═════ Provided entries ═════

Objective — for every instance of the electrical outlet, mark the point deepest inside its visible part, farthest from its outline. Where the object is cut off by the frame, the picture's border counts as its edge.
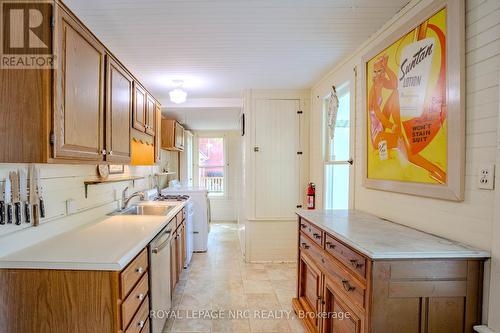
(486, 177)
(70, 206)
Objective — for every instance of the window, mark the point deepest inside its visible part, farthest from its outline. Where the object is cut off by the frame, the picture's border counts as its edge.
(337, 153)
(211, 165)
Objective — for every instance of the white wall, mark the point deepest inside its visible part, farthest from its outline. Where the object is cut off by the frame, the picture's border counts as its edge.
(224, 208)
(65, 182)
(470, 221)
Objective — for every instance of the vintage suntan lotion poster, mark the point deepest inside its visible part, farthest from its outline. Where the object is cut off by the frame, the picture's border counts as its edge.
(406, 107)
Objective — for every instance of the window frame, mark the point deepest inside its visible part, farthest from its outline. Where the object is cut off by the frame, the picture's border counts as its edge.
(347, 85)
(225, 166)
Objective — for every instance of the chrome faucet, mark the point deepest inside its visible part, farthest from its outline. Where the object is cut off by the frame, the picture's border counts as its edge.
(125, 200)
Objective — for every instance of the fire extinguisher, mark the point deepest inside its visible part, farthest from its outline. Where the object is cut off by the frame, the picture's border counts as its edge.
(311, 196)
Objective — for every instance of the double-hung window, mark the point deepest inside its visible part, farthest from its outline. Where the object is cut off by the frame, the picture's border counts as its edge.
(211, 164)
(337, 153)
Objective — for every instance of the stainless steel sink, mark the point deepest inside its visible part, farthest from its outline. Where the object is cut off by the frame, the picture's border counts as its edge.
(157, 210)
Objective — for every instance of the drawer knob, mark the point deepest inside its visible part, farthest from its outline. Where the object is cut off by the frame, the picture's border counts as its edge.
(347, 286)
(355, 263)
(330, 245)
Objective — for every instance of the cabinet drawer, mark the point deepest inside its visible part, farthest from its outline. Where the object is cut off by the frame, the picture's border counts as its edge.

═════
═════ Provided entries ═════

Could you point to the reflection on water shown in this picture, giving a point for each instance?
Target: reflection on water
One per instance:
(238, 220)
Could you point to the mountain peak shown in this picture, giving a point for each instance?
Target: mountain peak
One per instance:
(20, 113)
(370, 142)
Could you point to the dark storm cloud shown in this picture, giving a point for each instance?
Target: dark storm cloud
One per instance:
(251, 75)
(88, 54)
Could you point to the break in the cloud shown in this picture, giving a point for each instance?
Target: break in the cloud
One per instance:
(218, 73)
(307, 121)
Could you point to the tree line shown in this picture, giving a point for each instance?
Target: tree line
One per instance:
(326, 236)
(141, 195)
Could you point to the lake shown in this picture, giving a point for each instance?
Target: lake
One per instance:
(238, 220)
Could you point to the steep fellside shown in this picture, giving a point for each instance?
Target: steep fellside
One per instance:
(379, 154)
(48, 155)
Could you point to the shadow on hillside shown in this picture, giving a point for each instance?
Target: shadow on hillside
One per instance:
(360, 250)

═════

Problem statement
Which lines of the material contain the string "peak"? Copy out each one, treating uppercase and lowercase letters as different.

Output below
Could you point to the mountain peak shown in this picture, giving a point for each instance?
Target: mountain peak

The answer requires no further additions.